Work order — Print the full abstract excerpt on biomarkers for immunotherapy in non-small cell lung cancer word for word, keeping every character unchanged.

Excerpt provided —
Background Predictive biomarkers for ICI regimens in NSCLC, namely PD-L1 and tumor mutational burden (TMB), remain suboptimal, leaving oncologists with limited decision-making tools. We sought to develop a more comprehensive solution, integrating genomic alterations detected by comprehensive genomic profiling (CGP), to enrich for association with progression-free survival (PFS) and overall survival (OS).

Methods Lung Master Protocol (Lung-MAP) is an NCI-sponsored public-private partnership evaluating new therapies for previously-treated advanced stage NSCLC. In this analysis, 320 SCC patients from sub-studies S1400A (n=68; durvalumab) and S1400I (n=252; nivolumab ± ipilimumab) had tissue CGP data by Foundation Medicine. 204 patients from S1400A (n=43; SP263) and S1400I (n=161; 28–8 pharmDX) had PD-L1 IHC. We evaluated TMB (0–9, 10–20, >20 mut/Mb), PD-L1 IHC, HLA loss of heterozygosity (LOH) of ≥ 1 gene (evaluable for n=206), mutations in KEAP1/NFE2L2, DNA damage response genes,ARID1A, and loss of CDKN2A as potential ICI biomarkers. Wilcoxon and Fisher’s exact tests assessed association between continuous TMB/PDL1 IHC (<1%, 1–49%, ≥50%) and each binary biomarker, and between pairs of binary markers. Cox proportional hazards model evaluated the association between each biomarker and OS/PFS, adjusting for age, sex, smoking status, and stage. Based on significance (at the nominal 0.1 level without correction for multiplicity) from univariate analysis, multiple combination signatures were analyzed using a predetermined scoring system. Biomarkers in the most significant combination signature was further examined by adjusting for TMB and PD-L1, to demonstrate if they provided additional value.

Data to examine —

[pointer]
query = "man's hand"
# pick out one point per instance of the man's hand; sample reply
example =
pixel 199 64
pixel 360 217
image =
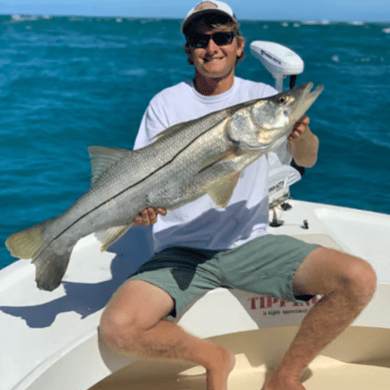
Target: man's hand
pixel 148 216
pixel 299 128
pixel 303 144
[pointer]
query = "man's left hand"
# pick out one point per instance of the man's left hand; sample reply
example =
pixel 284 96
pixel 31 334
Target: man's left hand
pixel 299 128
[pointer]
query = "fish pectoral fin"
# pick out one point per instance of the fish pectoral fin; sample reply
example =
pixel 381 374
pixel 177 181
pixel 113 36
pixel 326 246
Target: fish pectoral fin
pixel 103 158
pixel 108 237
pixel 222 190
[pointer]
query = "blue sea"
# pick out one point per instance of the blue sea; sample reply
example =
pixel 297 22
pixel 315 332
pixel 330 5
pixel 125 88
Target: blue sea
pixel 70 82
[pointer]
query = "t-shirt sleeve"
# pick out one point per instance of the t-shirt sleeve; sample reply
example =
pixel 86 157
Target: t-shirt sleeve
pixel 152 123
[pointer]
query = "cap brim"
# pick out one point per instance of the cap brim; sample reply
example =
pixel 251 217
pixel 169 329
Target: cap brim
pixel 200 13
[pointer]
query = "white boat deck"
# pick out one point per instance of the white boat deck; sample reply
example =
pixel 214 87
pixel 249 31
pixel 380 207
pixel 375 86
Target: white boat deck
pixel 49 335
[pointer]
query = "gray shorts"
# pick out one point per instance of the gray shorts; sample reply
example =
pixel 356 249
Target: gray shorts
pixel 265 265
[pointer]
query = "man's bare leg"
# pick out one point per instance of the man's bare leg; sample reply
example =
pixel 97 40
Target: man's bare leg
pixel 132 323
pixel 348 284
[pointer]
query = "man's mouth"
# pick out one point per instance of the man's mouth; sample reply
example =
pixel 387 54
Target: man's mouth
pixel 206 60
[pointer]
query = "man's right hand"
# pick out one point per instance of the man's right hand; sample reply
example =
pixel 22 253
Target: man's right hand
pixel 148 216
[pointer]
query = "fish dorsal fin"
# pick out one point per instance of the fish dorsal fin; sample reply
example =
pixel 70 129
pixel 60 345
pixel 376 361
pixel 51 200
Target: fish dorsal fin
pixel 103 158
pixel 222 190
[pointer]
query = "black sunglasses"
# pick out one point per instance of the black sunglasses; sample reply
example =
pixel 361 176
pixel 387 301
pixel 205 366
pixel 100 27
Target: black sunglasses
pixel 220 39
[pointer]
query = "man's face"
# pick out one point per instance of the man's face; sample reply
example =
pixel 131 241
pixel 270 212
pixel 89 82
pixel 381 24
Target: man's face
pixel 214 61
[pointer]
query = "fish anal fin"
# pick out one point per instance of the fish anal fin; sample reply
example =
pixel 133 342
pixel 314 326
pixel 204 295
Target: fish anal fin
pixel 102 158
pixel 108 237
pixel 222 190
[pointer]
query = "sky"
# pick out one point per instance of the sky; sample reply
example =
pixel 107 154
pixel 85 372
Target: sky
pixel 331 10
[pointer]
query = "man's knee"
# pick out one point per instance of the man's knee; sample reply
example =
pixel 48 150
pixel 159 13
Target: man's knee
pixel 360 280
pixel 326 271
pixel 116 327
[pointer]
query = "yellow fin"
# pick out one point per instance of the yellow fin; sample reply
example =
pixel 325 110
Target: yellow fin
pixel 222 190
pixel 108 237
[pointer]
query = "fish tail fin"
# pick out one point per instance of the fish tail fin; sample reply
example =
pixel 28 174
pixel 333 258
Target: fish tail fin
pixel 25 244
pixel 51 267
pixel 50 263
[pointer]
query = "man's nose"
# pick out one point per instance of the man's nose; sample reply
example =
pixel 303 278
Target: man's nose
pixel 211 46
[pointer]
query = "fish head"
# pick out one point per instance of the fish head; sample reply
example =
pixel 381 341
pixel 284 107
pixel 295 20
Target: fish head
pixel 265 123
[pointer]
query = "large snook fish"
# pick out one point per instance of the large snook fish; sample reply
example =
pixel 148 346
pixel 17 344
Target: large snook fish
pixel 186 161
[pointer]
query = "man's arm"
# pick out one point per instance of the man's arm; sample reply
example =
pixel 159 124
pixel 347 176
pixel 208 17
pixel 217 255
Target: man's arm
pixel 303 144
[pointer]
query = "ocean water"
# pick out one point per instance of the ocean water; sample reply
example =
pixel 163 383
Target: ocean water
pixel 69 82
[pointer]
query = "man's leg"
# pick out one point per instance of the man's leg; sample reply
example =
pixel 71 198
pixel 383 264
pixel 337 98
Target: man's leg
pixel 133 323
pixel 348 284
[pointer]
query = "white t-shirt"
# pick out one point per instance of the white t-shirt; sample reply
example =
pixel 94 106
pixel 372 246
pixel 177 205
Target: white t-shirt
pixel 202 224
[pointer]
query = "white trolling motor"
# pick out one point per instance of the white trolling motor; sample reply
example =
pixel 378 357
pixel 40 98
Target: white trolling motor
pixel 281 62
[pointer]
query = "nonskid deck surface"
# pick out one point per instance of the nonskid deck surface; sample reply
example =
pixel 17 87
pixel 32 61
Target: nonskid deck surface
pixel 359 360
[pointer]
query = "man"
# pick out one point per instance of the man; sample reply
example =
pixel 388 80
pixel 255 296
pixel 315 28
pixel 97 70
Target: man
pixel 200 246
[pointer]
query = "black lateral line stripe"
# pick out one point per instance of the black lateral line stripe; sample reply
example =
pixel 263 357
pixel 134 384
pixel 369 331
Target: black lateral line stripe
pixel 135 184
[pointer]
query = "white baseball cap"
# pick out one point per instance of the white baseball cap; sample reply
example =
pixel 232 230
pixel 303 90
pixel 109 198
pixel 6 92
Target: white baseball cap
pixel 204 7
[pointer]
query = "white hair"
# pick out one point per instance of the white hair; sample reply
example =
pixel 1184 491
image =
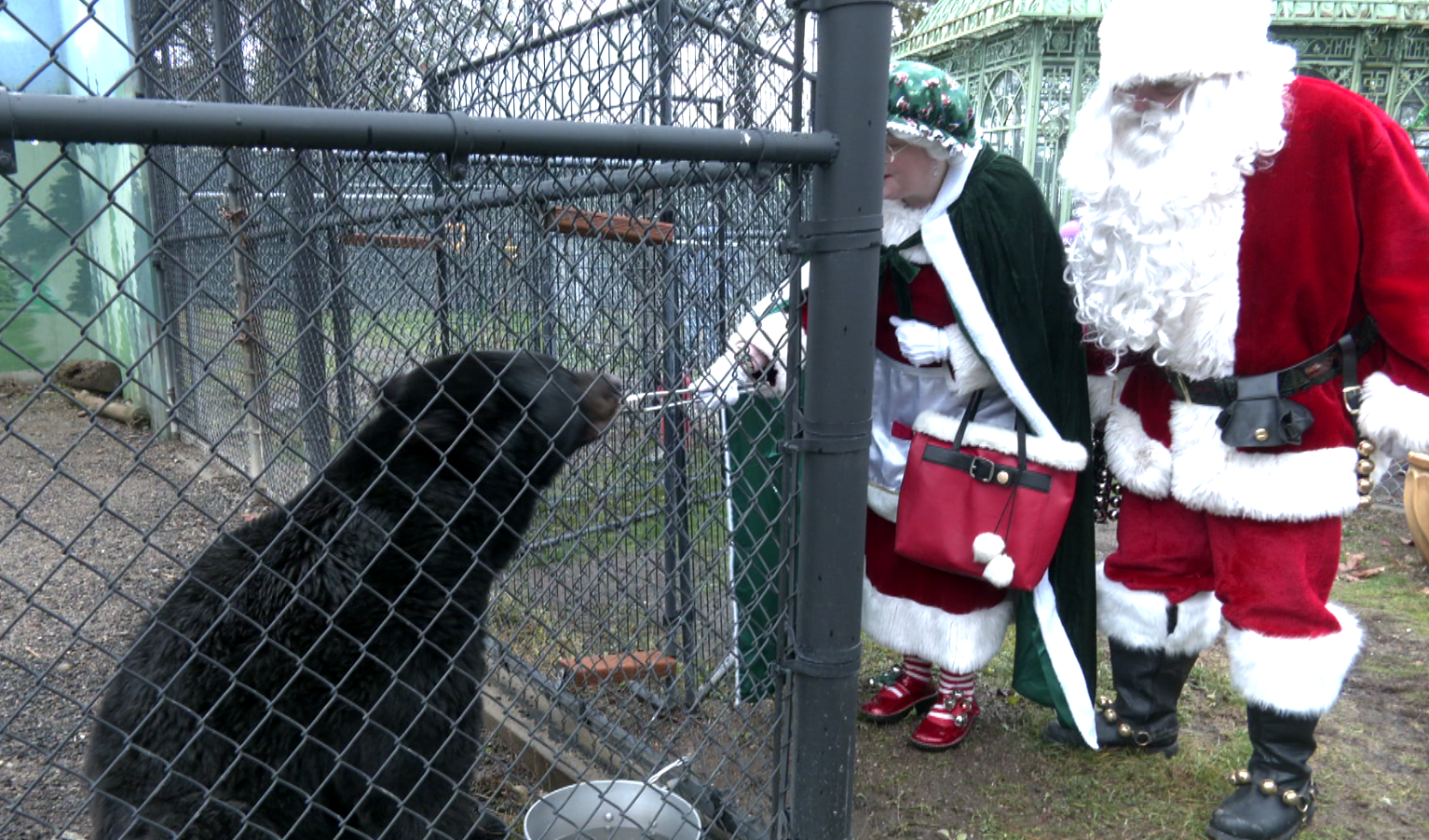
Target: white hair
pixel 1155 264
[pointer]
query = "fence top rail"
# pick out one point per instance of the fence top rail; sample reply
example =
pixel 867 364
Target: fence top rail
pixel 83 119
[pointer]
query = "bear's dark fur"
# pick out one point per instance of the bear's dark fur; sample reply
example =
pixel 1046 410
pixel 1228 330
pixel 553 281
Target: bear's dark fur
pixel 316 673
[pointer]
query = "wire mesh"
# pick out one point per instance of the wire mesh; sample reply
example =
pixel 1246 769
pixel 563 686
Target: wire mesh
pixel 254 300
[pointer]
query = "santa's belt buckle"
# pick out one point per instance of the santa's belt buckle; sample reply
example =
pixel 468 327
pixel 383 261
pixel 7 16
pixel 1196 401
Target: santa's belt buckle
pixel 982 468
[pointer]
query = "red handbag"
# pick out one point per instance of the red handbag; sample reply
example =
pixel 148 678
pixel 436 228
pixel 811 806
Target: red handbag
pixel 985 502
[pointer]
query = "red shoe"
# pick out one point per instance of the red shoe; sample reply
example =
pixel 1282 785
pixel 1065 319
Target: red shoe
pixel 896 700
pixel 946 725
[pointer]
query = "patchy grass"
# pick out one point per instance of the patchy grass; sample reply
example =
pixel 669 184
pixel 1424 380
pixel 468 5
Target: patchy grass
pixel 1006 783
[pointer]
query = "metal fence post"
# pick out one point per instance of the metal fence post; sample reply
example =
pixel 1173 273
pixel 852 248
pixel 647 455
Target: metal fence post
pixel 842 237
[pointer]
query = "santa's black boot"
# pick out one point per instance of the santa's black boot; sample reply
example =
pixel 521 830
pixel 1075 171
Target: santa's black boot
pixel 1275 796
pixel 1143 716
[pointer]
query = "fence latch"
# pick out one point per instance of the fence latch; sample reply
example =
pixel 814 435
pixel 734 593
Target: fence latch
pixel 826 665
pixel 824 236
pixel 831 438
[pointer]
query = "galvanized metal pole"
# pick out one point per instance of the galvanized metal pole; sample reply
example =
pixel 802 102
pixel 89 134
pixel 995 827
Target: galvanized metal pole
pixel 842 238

Solution for this exercise —
Background Predictive biomarkers for ICI regimens in NSCLC, namely PD-L1 and tumor mutational burden (TMB), remain suboptimal, leaving oncologists with limited decision-making tools. We sought to develop a more comprehensive solution, integrating genomic alterations detected by comprehensive genomic profiling (CGP), to enrich for association with progression-free survival (PFS) and overall survival (OS).

Methods Lung Master Protocol (Lung-MAP) is an NCI-sponsored public-private partnership evaluating new therapies for previously-treated advanced stage NSCLC. In this analysis, 320 SCC patients from sub-studies S1400A (n=68; durvalumab) and S1400I (n=252; nivolumab ± ipilimumab) had tissue CGP data by Foundation Medicine. 204 patients from S1400A (n=43; SP263) and S1400I (n=161; 28–8 pharmDX) had PD-L1 IHC. We evaluated TMB (0–9, 10–20, >20 mut/Mb), PD-L1 IHC, HLA loss of heterozygosity (LOH) of ≥ 1 gene (evaluable for n=206), mutations in KEAP1/NFE2L2, DNA damage response genes,ARID1A, and loss of CDKN2A as potential ICI biomarkers. Wilcoxon and Fisher’s exact tests assessed association between continuous TMB/PDL1 IHC (<1%, 1–49%, ≥50%) and each binary biomarker, and between pairs of binary markers. Cox proportional hazards model evaluated the association between each biomarker and OS/PFS, adjusting for age, sex, smoking status, and stage. Based on significance (at the nominal 0.1 level without correction for multiplicity) from univariate analysis, multiple combination signatures were analyzed using a predetermined scoring system. Biomarkers in the most significant combination signature was further examined by adjusting for TMB and PD-L1, to demonstrate if they provided additional value.